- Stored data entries
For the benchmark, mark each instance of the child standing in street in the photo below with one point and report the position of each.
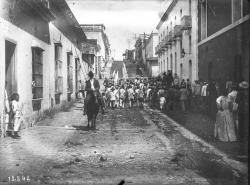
(17, 110)
(162, 103)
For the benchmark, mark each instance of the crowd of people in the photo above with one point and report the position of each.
(221, 102)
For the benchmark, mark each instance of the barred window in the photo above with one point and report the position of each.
(69, 73)
(37, 78)
(58, 73)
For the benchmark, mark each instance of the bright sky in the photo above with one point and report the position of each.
(122, 19)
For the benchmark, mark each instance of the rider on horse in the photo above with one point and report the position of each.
(93, 86)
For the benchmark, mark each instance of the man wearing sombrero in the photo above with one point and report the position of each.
(93, 85)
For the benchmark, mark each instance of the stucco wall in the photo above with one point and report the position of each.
(221, 52)
(165, 58)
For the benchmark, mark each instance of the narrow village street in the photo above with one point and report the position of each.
(128, 145)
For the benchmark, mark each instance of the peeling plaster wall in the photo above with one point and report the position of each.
(24, 41)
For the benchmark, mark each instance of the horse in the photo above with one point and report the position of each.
(92, 108)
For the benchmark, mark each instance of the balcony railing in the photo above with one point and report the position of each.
(177, 31)
(157, 49)
(186, 22)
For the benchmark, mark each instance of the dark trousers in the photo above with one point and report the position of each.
(98, 97)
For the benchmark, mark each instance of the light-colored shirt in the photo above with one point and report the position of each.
(92, 84)
(17, 108)
(162, 100)
(204, 90)
(6, 102)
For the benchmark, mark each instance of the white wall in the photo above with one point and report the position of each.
(184, 5)
(24, 41)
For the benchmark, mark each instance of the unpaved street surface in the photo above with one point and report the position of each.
(127, 145)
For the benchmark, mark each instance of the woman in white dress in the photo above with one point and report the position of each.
(224, 126)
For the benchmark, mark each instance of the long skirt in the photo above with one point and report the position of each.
(224, 126)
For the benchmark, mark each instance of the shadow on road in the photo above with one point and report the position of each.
(82, 128)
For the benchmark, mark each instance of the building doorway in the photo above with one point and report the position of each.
(77, 78)
(190, 70)
(10, 67)
(210, 69)
(237, 68)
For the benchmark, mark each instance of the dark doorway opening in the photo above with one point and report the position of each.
(10, 67)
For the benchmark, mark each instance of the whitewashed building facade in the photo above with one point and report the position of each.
(178, 38)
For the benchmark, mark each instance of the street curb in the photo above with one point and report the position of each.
(239, 166)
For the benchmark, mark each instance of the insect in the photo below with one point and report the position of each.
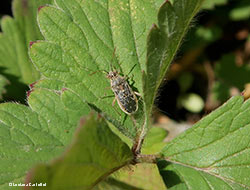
(124, 95)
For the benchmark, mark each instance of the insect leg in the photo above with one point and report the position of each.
(113, 103)
(138, 94)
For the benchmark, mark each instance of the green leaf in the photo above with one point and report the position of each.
(80, 40)
(153, 142)
(113, 184)
(3, 83)
(163, 43)
(94, 154)
(145, 176)
(36, 134)
(214, 153)
(210, 4)
(14, 42)
(192, 102)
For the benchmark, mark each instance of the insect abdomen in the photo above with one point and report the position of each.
(125, 97)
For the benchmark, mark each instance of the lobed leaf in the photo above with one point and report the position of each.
(35, 134)
(16, 34)
(163, 42)
(94, 154)
(214, 153)
(81, 37)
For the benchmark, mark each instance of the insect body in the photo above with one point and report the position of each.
(124, 95)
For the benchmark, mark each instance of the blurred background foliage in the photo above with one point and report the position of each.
(212, 65)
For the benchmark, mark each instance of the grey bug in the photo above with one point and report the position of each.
(124, 95)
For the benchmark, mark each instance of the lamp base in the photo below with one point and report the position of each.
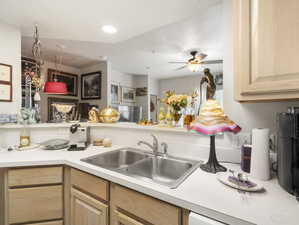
(212, 166)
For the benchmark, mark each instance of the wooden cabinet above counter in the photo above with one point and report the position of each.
(266, 50)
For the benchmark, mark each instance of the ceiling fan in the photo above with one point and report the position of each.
(196, 61)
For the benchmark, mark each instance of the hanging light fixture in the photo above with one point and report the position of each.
(51, 87)
(193, 66)
(55, 87)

- TASK GOAL
Reproduce the entries exactly. Do not carry over any picture.

- SOLUTION TO THE PROBLEM
For the benchmark, mark each instance of the child standing in street in the photo below with one point and report the position of each.
(17, 110)
(162, 103)
For the benchmark, mark each instance of the crowd of people in the photo above with one point and report the position of each.
(221, 102)
For the benchmark, mark each instance of the barred window in the photo above with one point and report the position of each.
(69, 73)
(37, 78)
(58, 73)
For the benchmark, mark each instance of the bright sky in the photo above with one point and report the position of each.
(122, 19)
For the benchmark, mark each instance of the rider on horse in the photo above with one point and report the position of each.
(93, 86)
For the benchmark, mark each instance of the man wearing sombrero in the photo above with one point and report the position of each.
(93, 85)
For the benchmark, mark each instance of the stucco wall in the photo above with one point and report the position of each.
(221, 52)
(165, 58)
For the benchmark, mark each instance of the narrow village street in the photo above with one point and report the position of each.
(128, 145)
For the benchmark, mark each instance of the peeling plaster wall in the photo above with one point and report the position of each.
(24, 41)
For the benchmark, mark each instance of the horse in the photo above with one point and report the position of each.
(92, 108)
For the benchmark, mark each instance of the balcony railing in the photo above with one point and report the position of each.
(177, 31)
(157, 49)
(186, 22)
For the benchmark, mark each instance of the dark trousers in the photo above with one point and report the position of each.
(98, 97)
For the benchmark, mark each instance of the light-colored shirt in the photo above with one point and report the position of each.
(92, 84)
(17, 108)
(162, 100)
(204, 90)
(6, 102)
For the benchmark, mark each instance of the white wall in the photo above with one point and report the position of each.
(184, 5)
(24, 41)
For the benchmark, mark each instance of the unpaved street surface in the photo above with one point and report the position of each.
(127, 145)
For the benchmark, mark each instance of the woman in white dress in the photo above with one point and report the position of each.
(224, 126)
For the benchmark, mark each instance of the long skirt in the photo above with one point and report the position of each.
(224, 126)
For the benchmark, mark each instance of the shadow on road in the photo above with one point and report the position of each.
(82, 128)
For the benchmark, mark each instance of the building doorway in the photo above with one point and report the position of each.
(77, 78)
(190, 70)
(10, 67)
(210, 69)
(237, 68)
For the benchmark, mark each instance of the dark doorway opening in the photo above with one point and report the position of each.
(10, 67)
For the benchmark, mark each instance of the whitewashed building facade in the photo above with one point and report the position of each.
(178, 38)
For the benchmark, mark each instance of the street curb in the photo above with one point and report the position of each.
(239, 166)
For the benchmark, mark each instance of the insect in the photo below with one point and report the position of each.
(124, 95)
For the benchmark, mark each instance of the insect leg in the photo above with one point and report the position of each.
(113, 103)
(138, 94)
For the benchmark, mark each instance of the green leaf in the photo above with one point and report the position of each.
(80, 40)
(153, 142)
(113, 184)
(3, 83)
(163, 43)
(94, 154)
(145, 176)
(36, 134)
(214, 153)
(210, 4)
(14, 42)
(192, 102)
For the benchmark, mark each instance of the insect abdomen in the photo above with one point and report the position of each.
(125, 97)
For the benchmark, mark each instance of the lobed leaf in the photo above with one point and report the position of each.
(35, 134)
(16, 34)
(163, 42)
(94, 154)
(214, 153)
(81, 37)
For the benchmark, mark each instance of the insect body in the photo above with one point and report the position of each.
(124, 95)
For the benchmark, mark each instance of the blurred background foliage in the photo above with one point and report the position of each.
(212, 65)
For the benchmark, mark each instance of the grey bug in the photo above with one point and report the position of each.
(124, 95)
For the benchmark, mark each instance of the lamp base in the photo below with one point and report the position of each.
(212, 166)
For the benchmark, mark each instance of the wooden cabinet above counter in the photo above with one point and report the position of each.
(266, 50)
For the benchmark, mark each instance of the ceiling fan in the photo above with one point and report the position of each.
(196, 61)
For the benchmark, mark each instance of the hanging light fixture in the photo above with one point and report the position of each.
(51, 87)
(193, 66)
(55, 87)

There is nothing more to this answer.